STATED TASK: Identify every line in the records that contains the word "building" and copy each such line. Case counts.

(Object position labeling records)
◆ ◆ ◆ ◆ ◆ ◆ ◆
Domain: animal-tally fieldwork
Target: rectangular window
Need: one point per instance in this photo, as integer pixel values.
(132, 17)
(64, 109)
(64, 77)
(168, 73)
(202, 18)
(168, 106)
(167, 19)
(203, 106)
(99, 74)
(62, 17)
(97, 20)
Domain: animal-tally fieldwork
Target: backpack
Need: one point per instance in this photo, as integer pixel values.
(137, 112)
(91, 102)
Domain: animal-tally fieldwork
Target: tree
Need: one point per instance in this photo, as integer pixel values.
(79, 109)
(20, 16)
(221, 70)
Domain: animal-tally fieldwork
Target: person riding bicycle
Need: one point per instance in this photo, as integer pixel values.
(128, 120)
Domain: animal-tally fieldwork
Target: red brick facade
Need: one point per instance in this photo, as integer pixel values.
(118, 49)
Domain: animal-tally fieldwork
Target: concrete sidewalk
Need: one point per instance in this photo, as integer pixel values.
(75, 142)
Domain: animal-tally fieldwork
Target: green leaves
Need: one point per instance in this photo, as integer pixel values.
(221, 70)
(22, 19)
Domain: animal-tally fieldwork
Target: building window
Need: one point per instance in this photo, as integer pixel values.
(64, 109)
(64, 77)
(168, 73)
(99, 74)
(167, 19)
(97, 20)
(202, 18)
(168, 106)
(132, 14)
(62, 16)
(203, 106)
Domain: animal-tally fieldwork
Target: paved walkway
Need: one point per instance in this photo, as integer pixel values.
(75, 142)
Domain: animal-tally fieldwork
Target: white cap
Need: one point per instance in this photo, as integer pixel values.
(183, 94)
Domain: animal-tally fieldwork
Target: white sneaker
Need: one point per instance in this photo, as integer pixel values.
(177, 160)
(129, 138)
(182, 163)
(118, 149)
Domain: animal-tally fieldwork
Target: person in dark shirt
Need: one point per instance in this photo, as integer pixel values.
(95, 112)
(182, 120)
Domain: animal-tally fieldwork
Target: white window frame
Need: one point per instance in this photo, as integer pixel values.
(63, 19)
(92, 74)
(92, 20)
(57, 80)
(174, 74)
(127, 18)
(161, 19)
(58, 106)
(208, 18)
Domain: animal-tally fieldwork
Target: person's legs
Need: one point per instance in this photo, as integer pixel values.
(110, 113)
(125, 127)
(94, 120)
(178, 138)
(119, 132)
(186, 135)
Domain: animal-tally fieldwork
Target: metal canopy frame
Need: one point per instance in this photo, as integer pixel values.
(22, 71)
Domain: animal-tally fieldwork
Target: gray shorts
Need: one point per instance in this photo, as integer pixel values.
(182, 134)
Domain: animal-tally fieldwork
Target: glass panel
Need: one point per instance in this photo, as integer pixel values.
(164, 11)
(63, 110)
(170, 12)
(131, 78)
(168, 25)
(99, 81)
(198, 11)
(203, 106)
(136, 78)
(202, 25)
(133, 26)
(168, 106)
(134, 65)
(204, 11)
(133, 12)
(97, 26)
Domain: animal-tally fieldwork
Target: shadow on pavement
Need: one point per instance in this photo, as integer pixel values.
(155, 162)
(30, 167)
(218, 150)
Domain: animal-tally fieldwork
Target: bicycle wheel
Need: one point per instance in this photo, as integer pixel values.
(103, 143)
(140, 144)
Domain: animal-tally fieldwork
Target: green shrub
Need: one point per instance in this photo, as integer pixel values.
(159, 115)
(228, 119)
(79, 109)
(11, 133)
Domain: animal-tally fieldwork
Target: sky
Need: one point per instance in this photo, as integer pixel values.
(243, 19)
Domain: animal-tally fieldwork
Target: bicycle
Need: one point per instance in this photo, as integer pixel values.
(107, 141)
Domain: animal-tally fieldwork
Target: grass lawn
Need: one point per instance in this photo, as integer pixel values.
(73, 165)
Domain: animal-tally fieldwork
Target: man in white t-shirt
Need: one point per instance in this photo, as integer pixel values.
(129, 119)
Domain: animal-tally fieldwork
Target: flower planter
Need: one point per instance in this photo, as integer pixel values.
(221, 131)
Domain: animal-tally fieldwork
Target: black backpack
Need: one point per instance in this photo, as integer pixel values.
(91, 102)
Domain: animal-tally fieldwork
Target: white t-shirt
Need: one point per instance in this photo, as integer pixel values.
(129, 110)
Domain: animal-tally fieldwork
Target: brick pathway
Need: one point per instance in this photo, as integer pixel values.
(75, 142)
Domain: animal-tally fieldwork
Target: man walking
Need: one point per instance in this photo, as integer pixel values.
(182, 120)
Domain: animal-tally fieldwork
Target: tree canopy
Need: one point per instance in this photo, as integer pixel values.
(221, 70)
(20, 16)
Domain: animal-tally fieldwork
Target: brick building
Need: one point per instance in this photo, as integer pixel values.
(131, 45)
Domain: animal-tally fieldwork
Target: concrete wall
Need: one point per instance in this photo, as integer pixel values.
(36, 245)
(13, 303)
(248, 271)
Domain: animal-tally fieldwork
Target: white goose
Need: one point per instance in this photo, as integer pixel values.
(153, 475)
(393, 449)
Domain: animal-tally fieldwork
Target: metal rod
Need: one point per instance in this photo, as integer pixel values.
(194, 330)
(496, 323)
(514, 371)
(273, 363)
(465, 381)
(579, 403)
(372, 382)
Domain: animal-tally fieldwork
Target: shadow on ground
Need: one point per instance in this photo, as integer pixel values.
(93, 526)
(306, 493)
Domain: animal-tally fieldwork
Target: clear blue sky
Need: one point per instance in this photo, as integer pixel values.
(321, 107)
◆ ◆ ◆ ◆ ◆ ◆ ◆
EXERCISE ANSWER:
Target: building window
Target: brick building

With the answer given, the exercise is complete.